(A sequence of records)
• • • • • • •

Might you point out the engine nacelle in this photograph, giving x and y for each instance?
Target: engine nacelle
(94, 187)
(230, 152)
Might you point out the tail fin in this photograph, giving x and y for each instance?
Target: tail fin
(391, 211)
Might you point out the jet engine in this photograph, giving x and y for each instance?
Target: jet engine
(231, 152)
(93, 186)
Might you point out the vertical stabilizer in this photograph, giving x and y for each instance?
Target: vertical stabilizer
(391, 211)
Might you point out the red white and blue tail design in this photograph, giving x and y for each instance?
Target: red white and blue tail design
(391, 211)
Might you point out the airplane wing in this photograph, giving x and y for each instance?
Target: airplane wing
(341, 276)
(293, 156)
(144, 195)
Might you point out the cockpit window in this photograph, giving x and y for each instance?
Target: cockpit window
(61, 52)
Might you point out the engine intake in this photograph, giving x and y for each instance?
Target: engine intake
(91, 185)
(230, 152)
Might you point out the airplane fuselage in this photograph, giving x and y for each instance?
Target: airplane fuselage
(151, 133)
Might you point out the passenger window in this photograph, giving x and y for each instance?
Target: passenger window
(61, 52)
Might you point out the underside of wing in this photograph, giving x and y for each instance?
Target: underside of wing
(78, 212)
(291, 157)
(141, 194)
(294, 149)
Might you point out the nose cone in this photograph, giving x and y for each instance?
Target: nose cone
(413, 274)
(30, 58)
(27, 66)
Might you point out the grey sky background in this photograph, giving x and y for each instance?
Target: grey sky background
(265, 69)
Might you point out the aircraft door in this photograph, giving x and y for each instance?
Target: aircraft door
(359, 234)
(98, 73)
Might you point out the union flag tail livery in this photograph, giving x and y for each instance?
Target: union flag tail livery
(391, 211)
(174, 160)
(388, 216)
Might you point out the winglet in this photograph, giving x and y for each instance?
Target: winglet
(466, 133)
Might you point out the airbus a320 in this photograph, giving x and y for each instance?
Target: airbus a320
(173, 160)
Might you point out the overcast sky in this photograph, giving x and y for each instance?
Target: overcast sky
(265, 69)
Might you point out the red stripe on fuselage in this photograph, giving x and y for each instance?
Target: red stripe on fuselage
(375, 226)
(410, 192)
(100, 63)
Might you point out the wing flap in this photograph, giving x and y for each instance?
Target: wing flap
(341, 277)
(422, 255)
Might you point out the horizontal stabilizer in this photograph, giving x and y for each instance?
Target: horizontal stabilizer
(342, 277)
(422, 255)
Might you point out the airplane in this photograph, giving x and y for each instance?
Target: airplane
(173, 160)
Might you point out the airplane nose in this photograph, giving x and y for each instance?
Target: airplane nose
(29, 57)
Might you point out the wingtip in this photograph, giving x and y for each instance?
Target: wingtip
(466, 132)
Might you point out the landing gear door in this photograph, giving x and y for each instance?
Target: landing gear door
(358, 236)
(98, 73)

• • • • • • •

WHAT YOU HAVE TO DO. Copy the records above, changing every "Might you point out" to "Could you mark" and leaving everything else as it is.

SOLUTION BELOW.
Could you mark the engine nacelle in this photograph, giving x and y for each instance?
Target: engine nacelle
(94, 187)
(230, 152)
Could you mark the tail fin in this photograph, giving x and y for each instance?
Target: tail fin
(391, 211)
Could you mark the jet engine in this photograph, giving x and y for each instance?
Target: jet engine
(231, 152)
(93, 186)
Could you mark the vertical stabilizer in this photograph, giving x and y for each instance?
Target: vertical stabilizer
(391, 211)
Could you mark the red white and blue tail design in this photograph, giving x and y for each instance?
Target: red white and blue tail design
(391, 211)
Could you mark the airplane wing in this photograph, giving x and y for each instance?
Target: airplane wing
(341, 276)
(293, 156)
(144, 195)
Could you mark the cockpit window in this photograph, giving x and y for each instance?
Target: cockpit window
(61, 52)
Could you mark the engine intake in this photograph, giving x and y for each instance?
Target: engine intake
(91, 185)
(230, 152)
Could you mark the airplane fuselage in this photograph, giving x and y for each instance?
Target: airplane fuselage
(151, 133)
Could you mark the passenger window in this photograph, giving x and y for each instance?
Target: passenger window
(61, 52)
Could you mark the underside of wing in this photograph, giving x and y for each instance?
Target: underside of wing
(78, 212)
(291, 157)
(141, 194)
(294, 149)
Could you mark the nose cone in this photograph, giving x and y for each instance?
Target: nose cone
(413, 274)
(30, 58)
(27, 66)
Could you mark the grey sky background in this photograph, giving x and y for each instance?
Target: grey sky background
(265, 69)
Could you mark the aircraft door in this photograph, giving x and y for each instance?
Target: aircraft door
(359, 234)
(98, 73)
Could you mark the union flag tail livery in this photograph, giving x and y for each instance?
Target: union flag tail livery
(391, 211)
(174, 160)
(388, 216)
Could you mark the winglet in this photograph, giving x and y for each instance?
Target: winglet
(466, 133)
Could you mark the airbus a320 in this photograph, giving x and y for each instance?
Target: airbus a320
(173, 160)
Could you mark the overcast sky in this photograph, giving x and y for each instance?
Target: overcast sky
(265, 69)
Could you mark the red stripe on fuselage in this photograph, giving x and y for each instance?
Target: red stripe on fuselage
(375, 226)
(410, 192)
(100, 63)
Could you mark the wing flap in this photograph, giving x and y for each instance?
Target: wing flap
(341, 277)
(422, 255)
Could you mark the horizontal stabilizer in this photograph, giving x and y for each instance?
Target: horizontal stabilizer
(342, 277)
(422, 255)
Could you mark the airplane in this photograph, giving x and y for each instance?
Target: airplane
(173, 160)
Could you mark the airplane nose in this photograph, giving x and y for each instance?
Target: airplane nose
(29, 57)
Could you mark the wingtip in this photograph, giving x and y for each instance?
Target: wingtip
(466, 132)
Could you mark the landing gear door in this photograph, giving x and y for each instance?
Target: landing gear door
(358, 236)
(98, 73)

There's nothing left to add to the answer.